**TEXT EXCERPT**
-----

We can check for equality giving us a Boolean:

In [3]:
5 == 6

False

In [4]:
5 < 6

True

These statements can be combined with logical operators: `not`, `and`, `or`

In [5]:
(5 < 6) and not (5 == 6)

True

In [6]:
False or True

True

In [7]:
True or False

True

In [8]:
'hi' == 'bye'

False

In [9]:
(1 > 2) or (2 < 3)

True

### Strings
Using strings, we can handle text in Python. These values must be surrounded in quotes &mdash; single (`'...'`) is the standard, but double (`"..."`) works as well:

In [10]:
'hello'

'hello'

We can also perform operations on strings. For example, we can see how long it is with `len()`:

In [11]:
len('hello')

5

We can select parts of the string by specifying the **index**. Note that in Python the first character is at index 0:

In [12]:
'hello'[0]

'h'

We can concatentate strings with `+`:

In [13]:
'hello' + ' ' + 'world'

# concatentate = verketteln

'hello world'

We can check if characters are in the string with the `in` operator:

In [None]:
print('h' in 'hello')
# The in operator in Python is used to check for membership, 
# meaning it tests whether a certain value exists within a 
# container, such as a string, list, tuple, dictionary, or set. 
# Example String
sentence = "Hello, world!"
print("world" in sentence)  # Output: True
print("Python" in sentence)  # Output: False

# Example with a list
fruits = ["apple", "banana", "cherry"]
print("banana" in fruits)  # Output: True
print("grape" in fruits)   # Output: False

# Example with a tuple
colors = ("red", "green", "blue")
print("green" in colors)   # Output: True

# Example with a set
numbers = {1, 2, 3, 4, 5}
print(3 in numbers)        # Output: True
print(6 in numbers)        # Output: False

There is also a built-in function for splitting strings.

In [21]:
s = 'Hello world'
s.split()

# The split() method in Python is used to divide a string 
# into a list of substrings based on a specified delimiter(separator). 
# By default, split() separates the string by whitespace, 
# but you can specify any other delimiter.

['Hello', 'world']

## Variables
Notice that just typing text causes an error. Errors in Python attempt to clue us in to what went wrong with our code. In this case, we have a `NameError` exception which tells us that `'hello'` is not defined. This means that [the Python interpreter](https://docs.python.org/3/tutorial/interpreter.html) looked for a **variable** named `hello`, but it didn't find one.

In [22]:
hello

NameError: name 'hello' is not defined

Variables give us a way to store data types. We define a variable using the `variable_name = value` syntax:

In [24]:
#In Python, you create a variable simply by choosing a name 
# and using the = (assignment) operator to set its value.
x = 5
y = 7
x + y
# Variable names in Python must follow a few rules:
# Must start with a letter(a-z, A-Z) 
# or an underscore (_), but not with a number.
# Can only contain letters, numbers, and underscores.
# Are case-sensitive, meaning myVar and myvar would be 
# two different variables.

-----

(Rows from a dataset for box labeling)
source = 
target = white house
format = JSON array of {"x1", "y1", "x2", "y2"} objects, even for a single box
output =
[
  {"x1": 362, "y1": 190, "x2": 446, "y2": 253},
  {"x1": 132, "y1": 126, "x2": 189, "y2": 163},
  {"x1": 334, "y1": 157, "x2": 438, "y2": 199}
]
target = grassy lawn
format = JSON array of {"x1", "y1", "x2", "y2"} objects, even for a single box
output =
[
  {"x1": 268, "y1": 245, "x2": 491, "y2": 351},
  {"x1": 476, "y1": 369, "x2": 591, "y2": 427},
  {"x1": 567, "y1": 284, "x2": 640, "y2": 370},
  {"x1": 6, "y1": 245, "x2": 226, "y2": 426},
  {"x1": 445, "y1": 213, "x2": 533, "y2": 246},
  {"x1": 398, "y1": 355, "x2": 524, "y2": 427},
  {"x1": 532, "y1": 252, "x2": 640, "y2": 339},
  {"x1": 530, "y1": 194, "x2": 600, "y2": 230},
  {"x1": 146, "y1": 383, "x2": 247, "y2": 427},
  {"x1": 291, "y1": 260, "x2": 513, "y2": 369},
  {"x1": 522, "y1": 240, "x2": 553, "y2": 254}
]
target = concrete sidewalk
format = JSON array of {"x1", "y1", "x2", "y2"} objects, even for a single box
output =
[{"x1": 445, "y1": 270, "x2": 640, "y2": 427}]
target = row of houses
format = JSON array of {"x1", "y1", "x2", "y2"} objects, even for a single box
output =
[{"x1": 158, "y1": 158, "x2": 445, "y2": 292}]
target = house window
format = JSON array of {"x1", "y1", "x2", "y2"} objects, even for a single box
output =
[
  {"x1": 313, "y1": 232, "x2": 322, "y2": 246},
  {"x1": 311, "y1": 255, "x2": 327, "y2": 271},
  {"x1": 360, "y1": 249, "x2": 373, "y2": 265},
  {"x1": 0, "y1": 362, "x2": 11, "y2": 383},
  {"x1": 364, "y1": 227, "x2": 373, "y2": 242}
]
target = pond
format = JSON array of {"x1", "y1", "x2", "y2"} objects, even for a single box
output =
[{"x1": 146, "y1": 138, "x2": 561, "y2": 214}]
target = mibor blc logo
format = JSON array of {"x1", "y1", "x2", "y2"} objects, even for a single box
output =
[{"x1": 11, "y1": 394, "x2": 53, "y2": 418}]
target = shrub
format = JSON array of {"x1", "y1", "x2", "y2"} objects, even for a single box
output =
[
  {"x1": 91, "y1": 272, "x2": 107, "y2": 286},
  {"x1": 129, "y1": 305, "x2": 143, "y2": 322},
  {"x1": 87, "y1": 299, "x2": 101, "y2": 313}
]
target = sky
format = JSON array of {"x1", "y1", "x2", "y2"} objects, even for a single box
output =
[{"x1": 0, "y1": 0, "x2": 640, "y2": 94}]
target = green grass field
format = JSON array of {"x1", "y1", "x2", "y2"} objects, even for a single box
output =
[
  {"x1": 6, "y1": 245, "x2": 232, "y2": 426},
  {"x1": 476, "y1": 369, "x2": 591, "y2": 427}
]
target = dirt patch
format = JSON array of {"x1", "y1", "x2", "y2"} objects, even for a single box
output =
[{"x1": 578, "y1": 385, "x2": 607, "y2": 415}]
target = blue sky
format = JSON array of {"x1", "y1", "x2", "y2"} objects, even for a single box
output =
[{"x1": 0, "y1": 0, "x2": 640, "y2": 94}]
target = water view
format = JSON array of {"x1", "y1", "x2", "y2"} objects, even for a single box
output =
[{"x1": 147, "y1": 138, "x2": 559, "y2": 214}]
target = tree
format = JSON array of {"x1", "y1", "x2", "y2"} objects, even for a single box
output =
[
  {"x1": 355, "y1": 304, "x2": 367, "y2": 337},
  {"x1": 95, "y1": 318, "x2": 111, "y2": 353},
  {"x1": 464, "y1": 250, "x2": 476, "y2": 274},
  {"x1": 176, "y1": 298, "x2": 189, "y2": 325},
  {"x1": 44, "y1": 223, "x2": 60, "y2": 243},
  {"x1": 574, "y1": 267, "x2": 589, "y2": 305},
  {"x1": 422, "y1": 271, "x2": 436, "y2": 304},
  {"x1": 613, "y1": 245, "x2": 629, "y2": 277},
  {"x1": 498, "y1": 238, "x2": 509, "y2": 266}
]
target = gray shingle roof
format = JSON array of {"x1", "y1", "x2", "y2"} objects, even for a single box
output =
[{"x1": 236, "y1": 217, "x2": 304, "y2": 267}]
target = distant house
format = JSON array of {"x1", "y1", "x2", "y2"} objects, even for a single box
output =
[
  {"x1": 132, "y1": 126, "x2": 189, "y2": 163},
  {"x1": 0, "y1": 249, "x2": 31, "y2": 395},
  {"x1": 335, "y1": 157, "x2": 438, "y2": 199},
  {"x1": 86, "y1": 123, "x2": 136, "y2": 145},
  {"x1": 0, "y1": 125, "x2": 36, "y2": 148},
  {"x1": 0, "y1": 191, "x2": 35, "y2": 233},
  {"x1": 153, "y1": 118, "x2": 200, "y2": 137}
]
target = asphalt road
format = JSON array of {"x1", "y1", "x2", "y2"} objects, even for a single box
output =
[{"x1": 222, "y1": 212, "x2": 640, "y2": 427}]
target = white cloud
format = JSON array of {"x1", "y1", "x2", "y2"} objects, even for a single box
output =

-----

**COMPLETE THE FOLLOWING**
A. Answer these questions using the Python tutorial excerpt:
(i) At which index is the first character of a string located?
(ii) What exception results from typing hello when no variable of that name exists?
(iii) By default, what does split() use to separate a string?
B. Reproduce verbatim the passage of the Python tutorial excerpt from "Variables give us" up to and including "two different variables.".
The items are separate from the Python tutorial excerpt.

**RESPONSES TO THE EXERCISE**
A.
(i) Index 0
(ii) NameError
(iii) Whitespace

B.
Variables give us a way to store data types. We define a variable using the `variable_name = value` syntax:

In [24]:
#In Python, you create a variable simply by choosing a name 
# and using the = (assignment) operator to set its value.
x = 5
y = 7
x + y
# Variable names in Python must follow a few rules:
# Must start with a letter(a-z, A-Z) 
# or an underscore (_), but not with a number.
# Can only contain letters, numbers, and underscores.
# Are case-sensitive, meaning myVar and myvar would be 
# two different variables.